_Objective_.
Every line below should be copied exactly; drop the pictures.

_Supplied information_.
========================
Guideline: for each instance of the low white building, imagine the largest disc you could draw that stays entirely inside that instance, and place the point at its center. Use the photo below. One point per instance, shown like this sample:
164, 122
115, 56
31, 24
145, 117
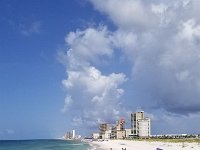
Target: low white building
128, 133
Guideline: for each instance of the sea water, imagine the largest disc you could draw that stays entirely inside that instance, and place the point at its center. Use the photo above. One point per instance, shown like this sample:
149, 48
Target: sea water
43, 145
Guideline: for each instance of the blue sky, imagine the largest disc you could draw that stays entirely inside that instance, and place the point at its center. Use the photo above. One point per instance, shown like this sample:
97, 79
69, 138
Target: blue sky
74, 64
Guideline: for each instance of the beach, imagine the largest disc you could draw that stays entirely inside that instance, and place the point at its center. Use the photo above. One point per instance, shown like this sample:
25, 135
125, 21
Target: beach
143, 145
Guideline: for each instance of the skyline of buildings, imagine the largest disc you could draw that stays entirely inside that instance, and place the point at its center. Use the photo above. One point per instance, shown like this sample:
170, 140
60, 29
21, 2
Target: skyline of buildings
140, 127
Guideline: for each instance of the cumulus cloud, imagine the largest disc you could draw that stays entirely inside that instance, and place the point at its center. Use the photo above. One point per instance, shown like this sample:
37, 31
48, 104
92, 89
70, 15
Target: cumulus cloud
160, 40
96, 96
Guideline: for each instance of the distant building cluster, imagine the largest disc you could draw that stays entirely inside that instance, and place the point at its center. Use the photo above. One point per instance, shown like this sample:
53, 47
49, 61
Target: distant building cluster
140, 127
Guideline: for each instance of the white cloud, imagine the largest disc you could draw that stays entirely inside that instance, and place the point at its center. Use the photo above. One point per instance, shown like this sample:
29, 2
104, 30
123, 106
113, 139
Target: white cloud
89, 46
96, 96
161, 42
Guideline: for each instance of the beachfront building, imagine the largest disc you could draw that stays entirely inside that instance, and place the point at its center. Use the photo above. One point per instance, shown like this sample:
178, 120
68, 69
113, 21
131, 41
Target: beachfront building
144, 127
128, 133
140, 125
70, 135
95, 135
118, 131
73, 134
105, 131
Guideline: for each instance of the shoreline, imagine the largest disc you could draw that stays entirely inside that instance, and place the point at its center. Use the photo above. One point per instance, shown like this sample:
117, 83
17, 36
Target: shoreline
142, 145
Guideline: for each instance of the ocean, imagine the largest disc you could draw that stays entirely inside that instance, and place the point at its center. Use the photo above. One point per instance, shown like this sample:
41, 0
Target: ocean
42, 145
========================
_The completed task_.
Guideline: for each instance of the low white building, imagine the largest disc you could draw that stays entirely inside that instance, and place the point at its center. Use the photo below. One point per instance, shown like this sample:
164, 122
115, 56
31, 24
145, 117
Target: low white building
128, 133
Guideline: for each instance of the sea water, imagine the largest disc you could draw that stays entirely inside that instance, and place the point at its center. Use the photo above. One point per instance, shown like this sample:
149, 48
Target: sea water
43, 145
Guideline: for each instance of the blue sky, imagine the largest disc you could draw that stays entirely inside that instance, and place the point at its center. Use the photo above. One point per instance, shown like this sample:
97, 79
69, 138
Target: blue sky
74, 64
Guideline: for each instance of the beach, imagine the largest disc you could draw that stays entirely inside that instance, and place the point at its center. Use the photo above. One point per instance, shown like this sample:
25, 135
125, 21
Target: beach
143, 145
Guideline: for each instance of the skyline of buildings, imagine the largest disc you could draw that stays entirely inside that instance, and place the point at its center. Use the photo above. One point per instance, shown like this sample:
170, 140
60, 29
21, 2
Target: skyline of buildings
140, 127
Guideline: for each instance of the cumulus cloud, imagine the largest disc you could draw that stays entirely inside that instance, and place the point at its center. Use the photo above. One point per instance, shown like this sample:
37, 31
48, 104
92, 89
70, 15
Target: cumulus cloud
160, 40
96, 96
Guideline: for each instance of the distant building cluster, imagine the largest disc you could draw that stays entirely inside that instance, and place the point at its center. Use the photo above. One point per instance, shown like this sample:
53, 47
49, 61
Target: distant building cluster
140, 127
Guideline: for each instance of the white cloud, imagine the largest disc you could draw that stays entirely inside that instance, and place the point at its center. Use the photo above. One point per instance, shown like this sample:
29, 2
104, 30
123, 106
113, 139
Target: white cloud
89, 46
96, 96
161, 42
Guideline: for each instance of the beachfront building, imagine the largest disc you could draw that stays entirely inside that instance, and place the point at its center. Use the photo above. One point per instance, shown like this sample:
178, 120
68, 69
113, 21
131, 41
Target: beachfront building
144, 127
128, 133
140, 125
70, 135
95, 135
118, 131
73, 134
105, 131
Guideline: for each instance of the shoreline, imagine the largest disc you could draw that stays entirely inside that instance, and place the point at its center. Use the photo above. One point per instance, shown like this sample:
117, 83
17, 36
Target: shoreline
142, 145
Guideline: for each instance of the ocean, imagine the largest disc you could draw that stays entirely inside that instance, and place the point at its center. Use the photo above. One point per instance, shown like this sample:
41, 0
Target: ocean
42, 145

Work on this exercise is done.